== ESERCIZIO A ==
Trova nei record riportati più sotto ogni riga che contiene la parola "bookshelf" e trascrivila.

La casa di Salwa come quelle delle altre donne che vivono qui, è decisamente graziosa e armoniosa. Ognuna l’ha arredata con molto gusto. Sono davvero accoglienti e anche molto funzionali oltre che colorate. Gli spazi per i bambini sono enormi. A fianco alla sua casa c’è quella che i curdi chiamano “accademia”, il luogo dedicato ai bambini che dopo la scuola partecipano ad attività che spaziano su tutto ciò che è arte. Imparano a disegnare, suonare e cantare, a recitare. C’è quindi sempre una sala musica ma anche un teatro vero proprio. All’esterno ci sono gli orti sulla destra e a sinistra alberi di frutta.
“Non bastano le armi, l’arte e la cultura sono anticorpi fondamentali per difenderci”
Yasmine, una curda di Jin War
“Non è che devono per forza poi diventare degli artisti”, ci spiega un’altra donna, Yasmine, che è decisamente più giovane di Salwa. “L’arte è una parte fondamentale della nostra cultura perché è attraverso le canzoni che tramandiamo la nostra storia, ad esempio. Conoscere la musica curda vuol dire conoscere la storia curda”. Come i figli di Jin War, tutti i bambini del Rojava hanno accesso a spazi come questi dove si pratica anche sport come la pallavolo o il calcio. “Imparare a conoscere, distinguere il bello è un modo anche per creare uno spirito critico, un certo gusto, che è un aspetto importante per la vita delle persone”, ci dice Yasmine. “Sono anticorpi fondamentali per difenderci, non bastano mica solo le armi per difendere una cultura millenaria. Anche quelle, senza cultura, sono meno pericolose”, dice tirando fuori quel tipico spirito curdo.

(Dati di etichettatura delle coordinate)
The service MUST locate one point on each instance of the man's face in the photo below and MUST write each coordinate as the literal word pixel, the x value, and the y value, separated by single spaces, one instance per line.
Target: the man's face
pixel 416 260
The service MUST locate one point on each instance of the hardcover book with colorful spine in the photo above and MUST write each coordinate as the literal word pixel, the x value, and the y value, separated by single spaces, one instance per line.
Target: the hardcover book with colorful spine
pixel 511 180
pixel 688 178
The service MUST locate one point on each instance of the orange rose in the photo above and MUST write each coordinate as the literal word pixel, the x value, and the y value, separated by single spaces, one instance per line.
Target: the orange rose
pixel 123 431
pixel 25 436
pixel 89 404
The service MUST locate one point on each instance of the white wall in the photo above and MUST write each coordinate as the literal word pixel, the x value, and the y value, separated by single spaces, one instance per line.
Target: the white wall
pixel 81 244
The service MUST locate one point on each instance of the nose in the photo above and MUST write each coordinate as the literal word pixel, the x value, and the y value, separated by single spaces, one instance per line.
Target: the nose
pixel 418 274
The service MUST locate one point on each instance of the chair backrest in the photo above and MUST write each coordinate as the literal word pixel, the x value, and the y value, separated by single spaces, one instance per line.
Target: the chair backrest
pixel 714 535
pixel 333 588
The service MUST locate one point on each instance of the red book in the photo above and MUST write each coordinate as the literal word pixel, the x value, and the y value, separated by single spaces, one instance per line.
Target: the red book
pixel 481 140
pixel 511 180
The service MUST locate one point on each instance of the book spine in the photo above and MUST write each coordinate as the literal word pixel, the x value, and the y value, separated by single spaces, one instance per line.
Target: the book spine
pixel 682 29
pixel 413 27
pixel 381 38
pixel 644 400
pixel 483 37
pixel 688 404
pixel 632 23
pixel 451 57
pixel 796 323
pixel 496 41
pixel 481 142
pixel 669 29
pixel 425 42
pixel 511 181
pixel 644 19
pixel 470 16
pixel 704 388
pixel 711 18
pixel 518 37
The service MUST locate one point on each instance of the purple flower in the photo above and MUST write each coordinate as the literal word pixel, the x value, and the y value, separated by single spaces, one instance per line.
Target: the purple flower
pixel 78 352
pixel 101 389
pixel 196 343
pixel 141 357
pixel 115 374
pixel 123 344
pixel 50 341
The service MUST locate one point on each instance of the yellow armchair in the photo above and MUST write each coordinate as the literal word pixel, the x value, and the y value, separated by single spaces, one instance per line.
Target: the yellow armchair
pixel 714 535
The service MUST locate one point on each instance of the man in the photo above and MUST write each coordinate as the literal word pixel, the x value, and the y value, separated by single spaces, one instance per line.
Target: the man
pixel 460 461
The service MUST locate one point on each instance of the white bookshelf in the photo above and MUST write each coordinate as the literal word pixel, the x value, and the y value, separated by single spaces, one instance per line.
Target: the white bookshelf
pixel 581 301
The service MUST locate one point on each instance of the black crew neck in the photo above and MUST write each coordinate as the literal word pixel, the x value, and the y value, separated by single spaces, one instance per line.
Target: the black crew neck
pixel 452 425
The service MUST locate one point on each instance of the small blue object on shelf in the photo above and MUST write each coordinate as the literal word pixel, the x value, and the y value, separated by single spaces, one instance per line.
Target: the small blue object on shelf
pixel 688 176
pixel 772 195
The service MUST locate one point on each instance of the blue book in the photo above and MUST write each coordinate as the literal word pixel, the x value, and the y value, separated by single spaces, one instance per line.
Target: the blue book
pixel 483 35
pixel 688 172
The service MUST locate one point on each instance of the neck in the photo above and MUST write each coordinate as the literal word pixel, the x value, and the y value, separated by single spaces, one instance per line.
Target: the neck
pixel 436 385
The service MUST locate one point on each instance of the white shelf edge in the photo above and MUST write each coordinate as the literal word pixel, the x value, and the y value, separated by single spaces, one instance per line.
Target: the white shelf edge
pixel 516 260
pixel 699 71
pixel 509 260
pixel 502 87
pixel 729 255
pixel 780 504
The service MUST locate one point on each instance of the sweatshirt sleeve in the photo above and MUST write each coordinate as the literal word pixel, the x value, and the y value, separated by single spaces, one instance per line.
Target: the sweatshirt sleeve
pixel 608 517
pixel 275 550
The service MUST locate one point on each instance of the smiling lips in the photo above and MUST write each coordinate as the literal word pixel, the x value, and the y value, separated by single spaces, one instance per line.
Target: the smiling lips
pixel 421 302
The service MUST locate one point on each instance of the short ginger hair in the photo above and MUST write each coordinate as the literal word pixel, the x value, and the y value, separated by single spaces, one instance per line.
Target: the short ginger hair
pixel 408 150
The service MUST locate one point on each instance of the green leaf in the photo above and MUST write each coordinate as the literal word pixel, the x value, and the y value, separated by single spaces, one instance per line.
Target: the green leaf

== ESERCIZIO B ==
Riprendi il brano sulla vita delle donne curde a Jin War e continualo a partire dall'ultima frase riportata.

== RISPOSTA SCRITTA A ==
The service MUST locate one point on each instance of the white bookshelf in the photo above and MUST write each coordinate as the literal word pixel, the x value, and the y value, separated by single spaces, one instance per line.
Target: the white bookshelf

== RISPOSTA SCRITTA B ==
Yasmine sa bene di cosa sta parlando visto che viene da Kobane, dove ha combattuto giovanissima assieme a tante altre giovani donne della Rojava. “Questo non è un posto creato per le donne perché gli uomini sono brutti e cattivi, no. È un posto creato per le donne perché prima un luogo così non c’era – semplicemente, aggiungiamo noi – Qui si può venire anche solo per un breve o medio periodo, per ritrovare l’energia, per stare serene. Una sorta di vacanza dell’anima”, ci dice ancora. Tra le donne che ci sono nel villaggio ci sono storie diverse, ma non è indispensabile essere state vittime di violenza per poter accedervi. “Non è un ospedale” ridono tutte insieme visto che il gruppo di donne attorno a noi si è fatto sempre più nutrito. “Ci sono vedove, ci sono donne che hanno subito abusi, è vero, ma anche donne che semplicemente se ne volevano stare tra donne. Non è indispensabile aver avuto una brutta storia alle spalle per avere accesso qui. Tutte le donne del mondo sono le benvenute, a prescindere dal perché hanno voglia o bisogno di venire qui”.
Dalal, che viene proprio da qui vicino, dalla città di Hassake, ha anche lei tre figli e anche lei è rimasta vedova. “Crescere qui due bambini e una bambina è anche un modo per essere certa che, soprattutto i due maschi, assimilino quei concetti indispensabili per essere domani dei buoni cittadini. E non è solo il rispetto per le donne, che rimane comunque la prima cosa perché senza quello poi non è che può esserci tanto altro. Ma il condividere esperienze insieme, dal gioco alle cose domestiche. Non c’è nulla, a parte partorire, che è precluso solo agli uomini o alle donne. Ed è bene che lo imparino da subito”, ci dice Dalal cambiando il tono nella parte finale. Anche lei è rimasta vedova. Di tutte le donne che incontriamo solo Bertan non ha tanta voglia di esporsi e di raccontare. Lo capiamo perché, non serve chiedere. Li porta sul viso i segni della guerra. Però sorride sempre, comunque.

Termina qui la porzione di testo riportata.